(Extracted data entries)
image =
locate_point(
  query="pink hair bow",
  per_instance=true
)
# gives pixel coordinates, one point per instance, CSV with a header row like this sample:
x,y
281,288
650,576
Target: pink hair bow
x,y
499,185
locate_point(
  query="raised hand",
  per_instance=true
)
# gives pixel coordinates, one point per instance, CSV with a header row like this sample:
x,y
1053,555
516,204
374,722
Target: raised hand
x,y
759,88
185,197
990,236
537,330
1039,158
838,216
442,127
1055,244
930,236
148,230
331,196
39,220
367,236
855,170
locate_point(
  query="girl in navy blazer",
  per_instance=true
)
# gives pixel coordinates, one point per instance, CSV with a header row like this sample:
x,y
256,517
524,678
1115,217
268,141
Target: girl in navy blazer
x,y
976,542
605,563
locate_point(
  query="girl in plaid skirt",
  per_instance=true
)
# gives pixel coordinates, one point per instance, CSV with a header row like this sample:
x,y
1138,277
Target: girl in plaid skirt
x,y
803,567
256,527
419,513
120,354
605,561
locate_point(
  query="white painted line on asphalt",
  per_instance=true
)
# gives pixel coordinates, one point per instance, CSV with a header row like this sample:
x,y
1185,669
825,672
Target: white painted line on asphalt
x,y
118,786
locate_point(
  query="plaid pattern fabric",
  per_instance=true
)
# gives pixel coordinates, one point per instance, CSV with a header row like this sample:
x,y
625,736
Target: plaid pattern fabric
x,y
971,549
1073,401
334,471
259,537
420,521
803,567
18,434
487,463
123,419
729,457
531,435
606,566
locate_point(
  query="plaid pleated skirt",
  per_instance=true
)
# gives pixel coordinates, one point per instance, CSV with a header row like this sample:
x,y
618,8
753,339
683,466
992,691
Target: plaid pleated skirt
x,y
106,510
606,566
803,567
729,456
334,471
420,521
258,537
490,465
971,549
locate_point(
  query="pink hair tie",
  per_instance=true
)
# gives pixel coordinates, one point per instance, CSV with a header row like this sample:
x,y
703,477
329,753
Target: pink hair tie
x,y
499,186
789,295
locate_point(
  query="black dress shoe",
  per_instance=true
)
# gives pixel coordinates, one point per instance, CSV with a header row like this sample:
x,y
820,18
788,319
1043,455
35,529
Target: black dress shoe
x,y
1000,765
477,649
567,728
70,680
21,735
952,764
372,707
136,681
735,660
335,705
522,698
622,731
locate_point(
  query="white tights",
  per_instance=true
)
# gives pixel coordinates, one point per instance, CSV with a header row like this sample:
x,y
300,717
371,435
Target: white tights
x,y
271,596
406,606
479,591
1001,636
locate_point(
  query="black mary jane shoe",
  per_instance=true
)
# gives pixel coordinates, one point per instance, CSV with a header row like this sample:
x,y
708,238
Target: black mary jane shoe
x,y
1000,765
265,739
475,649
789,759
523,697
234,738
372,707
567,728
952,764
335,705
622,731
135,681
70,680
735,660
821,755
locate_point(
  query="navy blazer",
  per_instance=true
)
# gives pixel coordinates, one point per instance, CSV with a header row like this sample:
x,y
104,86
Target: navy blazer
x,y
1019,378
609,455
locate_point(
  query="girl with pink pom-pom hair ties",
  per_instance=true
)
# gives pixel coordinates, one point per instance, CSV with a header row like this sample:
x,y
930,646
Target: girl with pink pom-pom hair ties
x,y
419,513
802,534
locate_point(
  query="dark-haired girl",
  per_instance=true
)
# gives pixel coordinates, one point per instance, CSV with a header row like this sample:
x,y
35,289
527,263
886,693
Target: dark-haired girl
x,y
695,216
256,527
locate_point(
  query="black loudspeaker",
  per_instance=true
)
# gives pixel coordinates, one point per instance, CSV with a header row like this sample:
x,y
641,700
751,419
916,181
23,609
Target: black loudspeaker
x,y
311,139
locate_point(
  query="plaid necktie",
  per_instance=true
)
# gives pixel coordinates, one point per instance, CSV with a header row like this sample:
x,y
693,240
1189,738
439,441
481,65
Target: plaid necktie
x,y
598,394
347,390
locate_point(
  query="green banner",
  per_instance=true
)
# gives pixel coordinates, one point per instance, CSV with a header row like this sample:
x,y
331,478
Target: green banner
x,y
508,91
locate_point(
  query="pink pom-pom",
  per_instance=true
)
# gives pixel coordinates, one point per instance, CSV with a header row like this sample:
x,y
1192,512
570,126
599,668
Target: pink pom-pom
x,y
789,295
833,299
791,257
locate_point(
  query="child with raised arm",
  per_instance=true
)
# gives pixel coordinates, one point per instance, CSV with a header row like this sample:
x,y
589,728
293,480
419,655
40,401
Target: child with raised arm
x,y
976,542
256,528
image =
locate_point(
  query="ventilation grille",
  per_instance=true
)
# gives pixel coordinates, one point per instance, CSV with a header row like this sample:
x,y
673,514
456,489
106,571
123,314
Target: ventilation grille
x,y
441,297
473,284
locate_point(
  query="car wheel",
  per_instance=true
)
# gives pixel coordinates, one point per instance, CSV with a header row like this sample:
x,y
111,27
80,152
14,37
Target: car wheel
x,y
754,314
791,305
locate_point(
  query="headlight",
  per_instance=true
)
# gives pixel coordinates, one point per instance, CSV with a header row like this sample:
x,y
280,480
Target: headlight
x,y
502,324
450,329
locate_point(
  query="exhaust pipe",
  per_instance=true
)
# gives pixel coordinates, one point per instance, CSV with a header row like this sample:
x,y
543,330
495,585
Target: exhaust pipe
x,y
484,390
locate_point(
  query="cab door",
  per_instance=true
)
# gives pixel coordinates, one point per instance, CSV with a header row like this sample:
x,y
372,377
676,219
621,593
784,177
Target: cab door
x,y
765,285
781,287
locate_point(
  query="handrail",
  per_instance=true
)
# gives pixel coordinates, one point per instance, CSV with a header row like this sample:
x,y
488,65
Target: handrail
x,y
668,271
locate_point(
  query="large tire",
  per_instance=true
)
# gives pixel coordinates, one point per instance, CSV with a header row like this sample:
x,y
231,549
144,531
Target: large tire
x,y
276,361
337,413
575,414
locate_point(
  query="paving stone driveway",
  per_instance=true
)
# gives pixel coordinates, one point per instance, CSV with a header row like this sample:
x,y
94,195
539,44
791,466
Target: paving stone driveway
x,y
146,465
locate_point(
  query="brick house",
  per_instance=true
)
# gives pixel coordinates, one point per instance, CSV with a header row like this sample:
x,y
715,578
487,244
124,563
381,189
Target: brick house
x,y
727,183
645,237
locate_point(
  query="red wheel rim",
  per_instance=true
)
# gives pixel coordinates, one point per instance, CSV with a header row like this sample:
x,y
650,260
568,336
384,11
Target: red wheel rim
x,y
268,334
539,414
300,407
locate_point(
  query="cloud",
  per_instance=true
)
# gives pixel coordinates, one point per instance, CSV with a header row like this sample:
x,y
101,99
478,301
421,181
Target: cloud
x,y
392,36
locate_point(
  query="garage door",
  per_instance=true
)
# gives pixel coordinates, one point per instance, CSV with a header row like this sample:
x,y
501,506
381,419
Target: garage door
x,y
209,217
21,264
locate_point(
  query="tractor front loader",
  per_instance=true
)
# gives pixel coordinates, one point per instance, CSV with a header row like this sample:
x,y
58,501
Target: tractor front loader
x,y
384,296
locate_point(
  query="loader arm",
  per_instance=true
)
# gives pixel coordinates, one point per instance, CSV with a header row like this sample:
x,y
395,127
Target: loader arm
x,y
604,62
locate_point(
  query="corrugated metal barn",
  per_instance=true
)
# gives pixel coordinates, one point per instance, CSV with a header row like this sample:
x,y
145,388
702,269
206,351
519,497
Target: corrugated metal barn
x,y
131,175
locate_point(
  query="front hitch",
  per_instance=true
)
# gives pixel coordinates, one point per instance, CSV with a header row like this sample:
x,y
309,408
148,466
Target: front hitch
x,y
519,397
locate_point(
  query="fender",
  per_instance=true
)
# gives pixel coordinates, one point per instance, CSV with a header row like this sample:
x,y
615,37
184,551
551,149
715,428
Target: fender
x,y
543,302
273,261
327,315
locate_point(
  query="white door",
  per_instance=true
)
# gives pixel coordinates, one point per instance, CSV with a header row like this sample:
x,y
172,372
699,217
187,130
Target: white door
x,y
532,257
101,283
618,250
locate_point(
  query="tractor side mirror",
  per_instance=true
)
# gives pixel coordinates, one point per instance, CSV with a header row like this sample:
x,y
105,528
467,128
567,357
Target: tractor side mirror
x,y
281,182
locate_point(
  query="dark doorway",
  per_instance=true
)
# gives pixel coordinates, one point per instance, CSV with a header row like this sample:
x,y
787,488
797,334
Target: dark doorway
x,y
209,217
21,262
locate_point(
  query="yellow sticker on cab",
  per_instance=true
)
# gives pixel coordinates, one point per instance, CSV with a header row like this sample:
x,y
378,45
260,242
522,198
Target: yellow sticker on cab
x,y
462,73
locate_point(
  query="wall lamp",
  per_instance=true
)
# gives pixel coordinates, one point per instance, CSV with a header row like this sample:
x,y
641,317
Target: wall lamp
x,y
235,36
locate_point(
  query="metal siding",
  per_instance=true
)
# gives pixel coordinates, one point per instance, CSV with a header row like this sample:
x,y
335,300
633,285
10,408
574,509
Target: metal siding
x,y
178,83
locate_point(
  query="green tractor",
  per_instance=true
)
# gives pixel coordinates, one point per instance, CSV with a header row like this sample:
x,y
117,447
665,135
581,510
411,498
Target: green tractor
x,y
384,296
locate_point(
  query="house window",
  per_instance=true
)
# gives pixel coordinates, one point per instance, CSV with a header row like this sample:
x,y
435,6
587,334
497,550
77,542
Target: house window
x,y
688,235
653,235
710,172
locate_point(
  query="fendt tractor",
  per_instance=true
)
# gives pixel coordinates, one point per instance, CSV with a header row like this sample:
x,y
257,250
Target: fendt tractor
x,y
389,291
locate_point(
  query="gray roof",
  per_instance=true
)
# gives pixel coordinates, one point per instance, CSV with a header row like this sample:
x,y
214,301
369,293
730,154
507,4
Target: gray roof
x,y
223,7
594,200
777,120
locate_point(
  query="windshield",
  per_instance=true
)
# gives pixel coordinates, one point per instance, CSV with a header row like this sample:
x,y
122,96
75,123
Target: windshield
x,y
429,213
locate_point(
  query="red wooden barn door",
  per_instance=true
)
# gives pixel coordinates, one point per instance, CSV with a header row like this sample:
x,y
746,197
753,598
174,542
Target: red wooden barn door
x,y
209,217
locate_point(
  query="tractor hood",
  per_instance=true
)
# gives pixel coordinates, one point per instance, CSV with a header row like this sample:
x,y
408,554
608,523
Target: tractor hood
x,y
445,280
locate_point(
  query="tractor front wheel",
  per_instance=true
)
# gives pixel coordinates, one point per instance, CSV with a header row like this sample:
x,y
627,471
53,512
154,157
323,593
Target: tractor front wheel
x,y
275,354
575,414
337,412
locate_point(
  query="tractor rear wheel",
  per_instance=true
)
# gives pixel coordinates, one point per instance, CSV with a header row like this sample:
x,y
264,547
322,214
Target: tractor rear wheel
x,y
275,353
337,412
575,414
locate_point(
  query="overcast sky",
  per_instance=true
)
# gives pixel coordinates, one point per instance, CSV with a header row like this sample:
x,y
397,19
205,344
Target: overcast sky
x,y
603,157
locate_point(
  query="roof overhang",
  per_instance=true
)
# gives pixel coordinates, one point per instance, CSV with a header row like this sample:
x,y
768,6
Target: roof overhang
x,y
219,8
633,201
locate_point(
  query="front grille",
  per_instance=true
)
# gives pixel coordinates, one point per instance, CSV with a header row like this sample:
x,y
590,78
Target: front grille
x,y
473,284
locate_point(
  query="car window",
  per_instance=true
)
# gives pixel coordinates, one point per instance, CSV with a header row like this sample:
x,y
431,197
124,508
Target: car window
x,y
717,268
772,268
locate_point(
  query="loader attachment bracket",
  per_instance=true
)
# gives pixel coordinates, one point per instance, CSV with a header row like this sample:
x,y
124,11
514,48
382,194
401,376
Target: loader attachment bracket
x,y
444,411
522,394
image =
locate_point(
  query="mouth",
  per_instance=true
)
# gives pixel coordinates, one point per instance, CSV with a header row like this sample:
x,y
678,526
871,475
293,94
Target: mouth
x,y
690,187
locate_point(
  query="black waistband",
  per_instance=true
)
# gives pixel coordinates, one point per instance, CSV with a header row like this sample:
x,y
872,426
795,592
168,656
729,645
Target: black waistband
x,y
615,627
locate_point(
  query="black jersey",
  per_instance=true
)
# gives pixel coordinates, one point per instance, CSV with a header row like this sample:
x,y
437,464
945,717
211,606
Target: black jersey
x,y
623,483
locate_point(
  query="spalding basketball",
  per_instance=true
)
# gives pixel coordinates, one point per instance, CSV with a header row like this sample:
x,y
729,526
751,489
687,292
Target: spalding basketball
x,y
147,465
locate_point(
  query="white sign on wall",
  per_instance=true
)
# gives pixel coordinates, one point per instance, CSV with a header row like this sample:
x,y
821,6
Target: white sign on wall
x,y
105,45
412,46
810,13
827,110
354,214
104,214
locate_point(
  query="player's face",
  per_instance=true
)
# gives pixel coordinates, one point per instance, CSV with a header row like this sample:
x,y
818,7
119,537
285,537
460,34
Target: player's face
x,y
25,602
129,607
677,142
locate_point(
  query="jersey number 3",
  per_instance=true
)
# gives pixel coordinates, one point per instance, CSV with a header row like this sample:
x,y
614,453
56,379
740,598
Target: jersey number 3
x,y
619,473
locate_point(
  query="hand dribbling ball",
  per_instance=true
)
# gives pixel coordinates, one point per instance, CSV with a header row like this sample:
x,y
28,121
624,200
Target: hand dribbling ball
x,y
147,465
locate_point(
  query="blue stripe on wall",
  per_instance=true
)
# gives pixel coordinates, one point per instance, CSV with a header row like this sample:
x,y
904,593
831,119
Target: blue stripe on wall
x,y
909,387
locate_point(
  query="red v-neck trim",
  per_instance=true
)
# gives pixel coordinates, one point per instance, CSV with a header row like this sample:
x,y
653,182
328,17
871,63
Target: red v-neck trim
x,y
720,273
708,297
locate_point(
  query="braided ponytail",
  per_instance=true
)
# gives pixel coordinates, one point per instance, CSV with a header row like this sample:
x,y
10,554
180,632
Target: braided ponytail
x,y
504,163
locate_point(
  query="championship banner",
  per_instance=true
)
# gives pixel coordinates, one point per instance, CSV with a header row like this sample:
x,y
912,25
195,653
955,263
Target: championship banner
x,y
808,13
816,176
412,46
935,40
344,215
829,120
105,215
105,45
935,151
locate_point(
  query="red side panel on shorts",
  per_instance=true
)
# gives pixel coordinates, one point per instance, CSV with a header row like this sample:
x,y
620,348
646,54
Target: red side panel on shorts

- _Requirements_
Return each line from the rows above that contains the string "skirt". Case counts.

- _Completed exercise_
  query="girl in plaid skirt",
Target: girl in plaid skirt
  query="plaid pleated skirt",
Target: plaid pleated skirt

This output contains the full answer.